▸ **Quoted text**
## begin
Clifton Kirkpatrick, stated clerk of the Presbyterian Church (U.S.A.), raised that question during the opening worship service of a recent conference on peace in the Middle East—and his question in some ways spun itself through the entire event.
What would Jesus make of Jerusalem?
And how should Presbyterians view Israel?
Presbyterians came to this conference to try to better understand why the PC(USA) stands where it does, particularly on the controversial question of possible divestiture in some companies doing business in Israel, in protest over Israel's treatment of the Palestinians. The idea went something like this: Presbyterians in cities across the country are having to explain to angry Jews, and sometimes to angry Presbyterians, what the PC(USA) is doing and why. To do that, they need to better understand what the General Assembly did last summer when it voted 431-62 to pursue a process of phased, selective divestiture in some companies doing business in Israel.
So more than 200 Presbyterians—representing all 16 synods and about half of the 173 presbyteries—came to Louisville Feb. 10-12 for a crash course in Middle Eastern history, in Christian Zionism, in the divestiture action, in the realities of daily life for Palestinian Christians.
They did not hear from Muslims or from Jews (except for one) or from folks who disagree heart and soul with the General Assembly's vote (the purpose, the organizers explained, was not to rehash the assembly's decision, but to help people understand what the assembly did.)
But some in attendance did criticize the presentations as being one-sided and even anti-Israel. "I'm saddened that we don't have Jewish representatives here to give their side . . . It is a multi-faceted problem," Patrick Wrisley of Central Florida presbytery said on the gathering's first night. In an interview he added: "How can we learn and understand if those voices are absent? How does one discern truth when critical voices are gone?"
## end
▸ **Supplied material**
## begin
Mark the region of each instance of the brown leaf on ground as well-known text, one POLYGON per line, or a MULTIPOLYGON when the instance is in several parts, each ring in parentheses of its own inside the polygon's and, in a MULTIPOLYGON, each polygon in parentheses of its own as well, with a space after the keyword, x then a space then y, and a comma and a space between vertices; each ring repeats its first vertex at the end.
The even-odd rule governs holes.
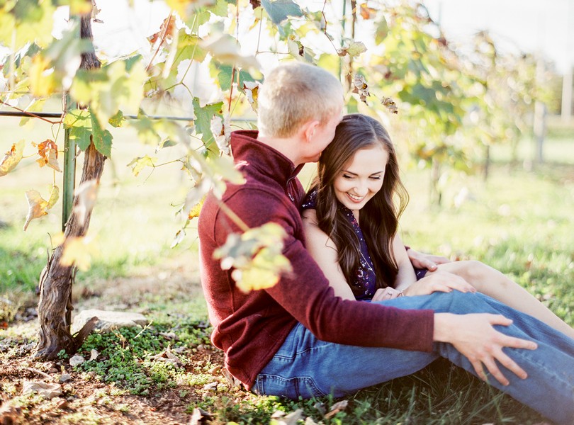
## end
From the article on the Presbyterian Middle East conference, extract verbatim the passage that begins with the words containing "Presbyterians came to" and ends with "business in Israel.". The data are separate material and unrelated to the article on the Presbyterian Middle East conference.

▸ **Exercise response**
Presbyterians came to this conference to try to better understand why the PC(USA) stands where it does, particularly on the controversial question of possible divestiture in some companies doing business in Israel, in protest over Israel's treatment of the Palestinians. The idea went something like this: Presbyterians in cities across the country are having to explain to angry Jews, and sometimes to angry Presbyterians, what the PC(USA) is doing and why. To do that, they need to better understand what the General Assembly did last summer when it voted 431-62 to pursue a process of phased, selective divestiture in some companies doing business in Israel.